◆ Extracted records:
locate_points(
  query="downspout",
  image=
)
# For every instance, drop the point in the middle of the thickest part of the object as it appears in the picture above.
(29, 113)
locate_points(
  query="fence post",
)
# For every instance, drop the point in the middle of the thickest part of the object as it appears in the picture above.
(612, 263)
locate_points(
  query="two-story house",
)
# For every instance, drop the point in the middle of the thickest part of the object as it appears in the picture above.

◆ The problem: The answer must be the same records, repeated exactly and in full.

◆ Reply to the exercise:
locate_points(
  query="downspout",
  image=
)
# For every instance, drop the point in the middle of the thickest part of the object as it appears in the picture above.
(29, 113)
locate_points(
  query="fence post",
)
# For every instance, drop the point in the middle of the thickest part of the object as it appears in the picture above.
(612, 263)
locate_points(
  query="two-story house",
)
# For every instance, drop the point in the middle of the thickest part of the object as it appears in the picture above.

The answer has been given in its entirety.